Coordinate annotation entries
-- -- --

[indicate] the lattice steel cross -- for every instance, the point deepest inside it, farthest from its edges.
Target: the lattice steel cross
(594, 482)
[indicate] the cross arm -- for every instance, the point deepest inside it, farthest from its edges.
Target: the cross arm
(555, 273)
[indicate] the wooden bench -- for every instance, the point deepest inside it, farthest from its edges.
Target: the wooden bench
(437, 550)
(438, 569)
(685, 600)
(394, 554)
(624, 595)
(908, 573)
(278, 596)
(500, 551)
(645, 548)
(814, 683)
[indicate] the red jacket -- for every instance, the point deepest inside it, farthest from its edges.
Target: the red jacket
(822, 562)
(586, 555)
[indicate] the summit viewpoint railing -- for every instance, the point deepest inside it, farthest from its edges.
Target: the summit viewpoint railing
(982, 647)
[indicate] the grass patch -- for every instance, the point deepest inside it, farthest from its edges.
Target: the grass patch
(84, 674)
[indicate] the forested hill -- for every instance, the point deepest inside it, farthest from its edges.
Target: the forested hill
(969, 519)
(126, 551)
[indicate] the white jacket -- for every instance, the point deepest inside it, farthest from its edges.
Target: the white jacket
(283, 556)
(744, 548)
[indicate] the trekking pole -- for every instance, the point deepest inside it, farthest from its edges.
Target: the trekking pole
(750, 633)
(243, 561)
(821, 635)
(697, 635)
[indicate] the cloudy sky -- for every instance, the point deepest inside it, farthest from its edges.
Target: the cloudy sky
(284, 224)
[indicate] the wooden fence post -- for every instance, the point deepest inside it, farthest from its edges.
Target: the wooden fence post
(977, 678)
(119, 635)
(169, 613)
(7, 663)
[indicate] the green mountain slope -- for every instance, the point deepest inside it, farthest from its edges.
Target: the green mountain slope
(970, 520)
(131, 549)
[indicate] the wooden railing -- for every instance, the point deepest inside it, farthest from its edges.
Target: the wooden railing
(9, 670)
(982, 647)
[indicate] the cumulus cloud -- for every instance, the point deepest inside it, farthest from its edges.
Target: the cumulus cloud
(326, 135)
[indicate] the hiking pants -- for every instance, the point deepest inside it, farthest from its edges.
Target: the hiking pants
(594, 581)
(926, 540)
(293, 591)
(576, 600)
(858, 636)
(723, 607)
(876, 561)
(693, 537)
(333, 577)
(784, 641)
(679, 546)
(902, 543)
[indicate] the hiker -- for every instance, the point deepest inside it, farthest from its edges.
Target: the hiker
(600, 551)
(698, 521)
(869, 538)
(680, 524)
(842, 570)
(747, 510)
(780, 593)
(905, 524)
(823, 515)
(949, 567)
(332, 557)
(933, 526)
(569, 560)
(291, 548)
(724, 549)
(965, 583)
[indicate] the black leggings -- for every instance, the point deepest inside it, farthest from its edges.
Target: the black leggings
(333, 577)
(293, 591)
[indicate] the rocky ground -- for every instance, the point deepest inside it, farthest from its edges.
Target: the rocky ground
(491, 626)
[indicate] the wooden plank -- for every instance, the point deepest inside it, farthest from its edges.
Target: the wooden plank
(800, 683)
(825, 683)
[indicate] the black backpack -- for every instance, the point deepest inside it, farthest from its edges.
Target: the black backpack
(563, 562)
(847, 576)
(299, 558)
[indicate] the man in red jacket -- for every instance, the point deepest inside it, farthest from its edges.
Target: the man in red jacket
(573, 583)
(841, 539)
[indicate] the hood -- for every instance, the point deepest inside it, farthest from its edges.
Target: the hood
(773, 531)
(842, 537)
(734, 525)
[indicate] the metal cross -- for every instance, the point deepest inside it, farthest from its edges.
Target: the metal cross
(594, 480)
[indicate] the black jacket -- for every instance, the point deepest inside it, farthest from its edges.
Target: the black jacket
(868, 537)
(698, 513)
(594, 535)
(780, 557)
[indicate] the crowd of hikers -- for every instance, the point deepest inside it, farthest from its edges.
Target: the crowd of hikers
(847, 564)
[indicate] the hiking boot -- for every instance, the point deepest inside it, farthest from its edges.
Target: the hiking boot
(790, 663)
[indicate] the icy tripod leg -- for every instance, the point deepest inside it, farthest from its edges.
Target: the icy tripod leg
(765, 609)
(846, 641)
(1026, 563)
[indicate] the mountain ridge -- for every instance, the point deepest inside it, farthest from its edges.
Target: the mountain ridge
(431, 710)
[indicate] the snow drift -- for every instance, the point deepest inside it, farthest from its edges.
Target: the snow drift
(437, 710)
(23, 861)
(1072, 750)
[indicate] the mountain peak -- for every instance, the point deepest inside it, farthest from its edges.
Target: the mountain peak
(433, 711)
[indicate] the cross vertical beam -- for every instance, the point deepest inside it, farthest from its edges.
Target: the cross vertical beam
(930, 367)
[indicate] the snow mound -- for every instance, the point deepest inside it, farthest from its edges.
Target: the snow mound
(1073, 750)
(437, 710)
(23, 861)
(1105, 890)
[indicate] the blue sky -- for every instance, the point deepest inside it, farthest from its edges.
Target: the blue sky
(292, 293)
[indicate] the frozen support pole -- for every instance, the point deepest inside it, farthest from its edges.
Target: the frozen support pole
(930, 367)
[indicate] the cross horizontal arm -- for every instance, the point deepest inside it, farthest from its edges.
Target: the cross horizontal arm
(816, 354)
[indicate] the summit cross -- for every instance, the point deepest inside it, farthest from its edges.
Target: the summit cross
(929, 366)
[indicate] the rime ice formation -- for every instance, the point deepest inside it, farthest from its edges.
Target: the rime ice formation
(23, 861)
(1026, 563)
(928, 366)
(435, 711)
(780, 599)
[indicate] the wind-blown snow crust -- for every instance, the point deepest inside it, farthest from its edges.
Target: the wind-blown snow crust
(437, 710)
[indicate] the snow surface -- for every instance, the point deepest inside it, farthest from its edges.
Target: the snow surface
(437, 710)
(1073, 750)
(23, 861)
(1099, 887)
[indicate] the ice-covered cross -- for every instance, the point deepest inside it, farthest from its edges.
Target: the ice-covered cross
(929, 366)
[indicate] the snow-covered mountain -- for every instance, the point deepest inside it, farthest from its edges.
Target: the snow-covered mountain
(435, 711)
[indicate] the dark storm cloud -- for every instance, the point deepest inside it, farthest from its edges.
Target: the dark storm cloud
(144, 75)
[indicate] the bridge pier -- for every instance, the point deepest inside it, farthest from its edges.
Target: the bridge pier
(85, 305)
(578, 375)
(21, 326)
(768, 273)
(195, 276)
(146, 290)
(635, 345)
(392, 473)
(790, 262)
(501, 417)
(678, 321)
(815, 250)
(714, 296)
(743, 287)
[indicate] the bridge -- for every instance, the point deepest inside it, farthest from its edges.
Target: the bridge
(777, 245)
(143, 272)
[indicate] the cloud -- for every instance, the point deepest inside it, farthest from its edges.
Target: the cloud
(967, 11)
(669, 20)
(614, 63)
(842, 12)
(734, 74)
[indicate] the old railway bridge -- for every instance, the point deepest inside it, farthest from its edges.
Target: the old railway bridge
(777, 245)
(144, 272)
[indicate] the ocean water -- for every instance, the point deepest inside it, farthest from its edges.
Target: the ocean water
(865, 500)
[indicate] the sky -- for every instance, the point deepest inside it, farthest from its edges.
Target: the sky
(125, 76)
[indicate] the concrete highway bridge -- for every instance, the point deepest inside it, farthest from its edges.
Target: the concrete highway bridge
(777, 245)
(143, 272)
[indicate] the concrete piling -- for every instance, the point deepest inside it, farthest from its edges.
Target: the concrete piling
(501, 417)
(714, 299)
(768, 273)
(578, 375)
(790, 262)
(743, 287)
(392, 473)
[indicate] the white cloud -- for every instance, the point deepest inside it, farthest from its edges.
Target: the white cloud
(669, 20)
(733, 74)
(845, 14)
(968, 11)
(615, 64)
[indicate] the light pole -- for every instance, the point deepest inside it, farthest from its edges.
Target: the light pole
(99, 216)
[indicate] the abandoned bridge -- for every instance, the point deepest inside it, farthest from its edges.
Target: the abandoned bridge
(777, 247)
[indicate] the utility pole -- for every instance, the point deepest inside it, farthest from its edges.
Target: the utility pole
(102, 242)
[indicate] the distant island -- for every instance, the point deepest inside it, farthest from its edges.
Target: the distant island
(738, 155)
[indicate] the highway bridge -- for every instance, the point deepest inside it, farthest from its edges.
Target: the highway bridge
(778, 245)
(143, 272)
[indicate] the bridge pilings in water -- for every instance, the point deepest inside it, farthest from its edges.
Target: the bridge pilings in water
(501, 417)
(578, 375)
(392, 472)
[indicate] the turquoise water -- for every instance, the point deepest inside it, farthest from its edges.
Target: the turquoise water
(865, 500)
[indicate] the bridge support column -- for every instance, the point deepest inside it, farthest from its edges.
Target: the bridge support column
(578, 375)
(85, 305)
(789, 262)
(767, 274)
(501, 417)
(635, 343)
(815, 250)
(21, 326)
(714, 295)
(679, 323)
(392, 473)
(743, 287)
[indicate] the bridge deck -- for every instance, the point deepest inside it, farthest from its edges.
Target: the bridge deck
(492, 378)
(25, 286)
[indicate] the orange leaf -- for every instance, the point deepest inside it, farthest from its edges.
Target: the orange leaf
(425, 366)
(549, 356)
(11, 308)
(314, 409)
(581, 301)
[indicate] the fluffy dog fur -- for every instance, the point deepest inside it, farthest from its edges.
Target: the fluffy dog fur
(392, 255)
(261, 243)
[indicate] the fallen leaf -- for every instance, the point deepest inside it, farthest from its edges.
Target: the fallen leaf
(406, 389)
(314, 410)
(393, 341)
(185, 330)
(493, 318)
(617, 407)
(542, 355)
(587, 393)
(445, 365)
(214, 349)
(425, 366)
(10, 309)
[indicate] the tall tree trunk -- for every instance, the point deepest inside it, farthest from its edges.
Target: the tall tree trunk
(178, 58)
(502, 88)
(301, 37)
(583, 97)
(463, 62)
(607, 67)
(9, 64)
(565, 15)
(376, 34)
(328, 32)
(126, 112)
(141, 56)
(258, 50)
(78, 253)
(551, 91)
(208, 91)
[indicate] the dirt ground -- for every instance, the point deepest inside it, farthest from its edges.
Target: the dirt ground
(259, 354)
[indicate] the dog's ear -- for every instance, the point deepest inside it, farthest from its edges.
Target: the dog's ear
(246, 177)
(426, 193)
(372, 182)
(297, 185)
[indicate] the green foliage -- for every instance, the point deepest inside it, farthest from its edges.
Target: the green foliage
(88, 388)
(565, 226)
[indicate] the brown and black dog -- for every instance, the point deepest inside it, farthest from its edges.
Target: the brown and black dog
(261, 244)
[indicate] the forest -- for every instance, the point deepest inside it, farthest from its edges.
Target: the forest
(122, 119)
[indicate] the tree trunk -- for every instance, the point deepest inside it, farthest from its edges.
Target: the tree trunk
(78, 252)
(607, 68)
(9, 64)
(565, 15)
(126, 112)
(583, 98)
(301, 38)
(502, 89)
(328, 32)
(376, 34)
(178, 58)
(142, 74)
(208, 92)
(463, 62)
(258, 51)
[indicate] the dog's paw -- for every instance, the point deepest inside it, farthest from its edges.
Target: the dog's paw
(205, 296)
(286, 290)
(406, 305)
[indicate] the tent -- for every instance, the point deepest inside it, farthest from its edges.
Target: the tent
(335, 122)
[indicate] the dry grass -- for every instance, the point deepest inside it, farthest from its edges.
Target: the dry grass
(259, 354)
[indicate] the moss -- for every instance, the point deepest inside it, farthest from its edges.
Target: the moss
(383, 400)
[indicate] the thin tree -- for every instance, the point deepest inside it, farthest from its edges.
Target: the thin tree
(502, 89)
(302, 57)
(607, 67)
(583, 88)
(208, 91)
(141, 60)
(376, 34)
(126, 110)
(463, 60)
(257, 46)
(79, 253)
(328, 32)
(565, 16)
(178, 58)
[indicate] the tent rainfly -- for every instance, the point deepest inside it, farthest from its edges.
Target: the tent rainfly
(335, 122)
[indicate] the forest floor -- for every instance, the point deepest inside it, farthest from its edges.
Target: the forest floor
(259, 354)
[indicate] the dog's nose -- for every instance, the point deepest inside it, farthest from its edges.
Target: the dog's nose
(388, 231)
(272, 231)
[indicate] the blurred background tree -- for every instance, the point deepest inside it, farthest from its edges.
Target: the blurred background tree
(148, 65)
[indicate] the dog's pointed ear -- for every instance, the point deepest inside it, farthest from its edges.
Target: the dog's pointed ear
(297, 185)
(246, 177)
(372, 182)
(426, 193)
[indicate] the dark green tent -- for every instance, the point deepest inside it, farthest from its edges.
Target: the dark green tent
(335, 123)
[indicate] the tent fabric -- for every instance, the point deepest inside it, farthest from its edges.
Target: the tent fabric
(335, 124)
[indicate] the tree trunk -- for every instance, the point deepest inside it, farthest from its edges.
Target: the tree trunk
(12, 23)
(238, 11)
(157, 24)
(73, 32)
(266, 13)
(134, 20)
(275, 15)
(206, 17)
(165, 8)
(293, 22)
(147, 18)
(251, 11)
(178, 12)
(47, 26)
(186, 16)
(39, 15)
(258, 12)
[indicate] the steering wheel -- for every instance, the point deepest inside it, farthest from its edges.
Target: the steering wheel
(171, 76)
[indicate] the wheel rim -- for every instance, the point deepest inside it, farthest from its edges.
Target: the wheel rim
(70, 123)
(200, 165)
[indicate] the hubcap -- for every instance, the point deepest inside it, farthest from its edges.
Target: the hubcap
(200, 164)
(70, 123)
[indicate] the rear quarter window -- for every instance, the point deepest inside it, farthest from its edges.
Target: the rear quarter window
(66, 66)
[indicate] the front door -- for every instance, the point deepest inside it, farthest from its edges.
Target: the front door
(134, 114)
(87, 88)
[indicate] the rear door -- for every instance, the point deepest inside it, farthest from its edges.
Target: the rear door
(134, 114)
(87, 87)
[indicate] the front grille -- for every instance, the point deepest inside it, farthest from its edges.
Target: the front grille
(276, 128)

-- -- --

Reproduce, word for word, every line starting at the line that contains "[indicate] the rear quarter" and ending with the final line of the entries.

* **The solution**
[indicate] the rear quarter window -- for every instance, the point deepest inside it, farthest from its edges.
Target: the rear quarter window
(66, 66)
[indicate] the front door -- for every instance, the point deepest inside it, farthest from its edges.
Target: the front door
(134, 114)
(87, 88)
[indicate] the rear door -- for every instance, the point deepest inside it, farthest from its edges.
Target: the rear door
(134, 114)
(87, 87)
[indicate] the front grille -- for every instance, the point deepest inside it, farthest from its edges.
Target: the front grille
(276, 128)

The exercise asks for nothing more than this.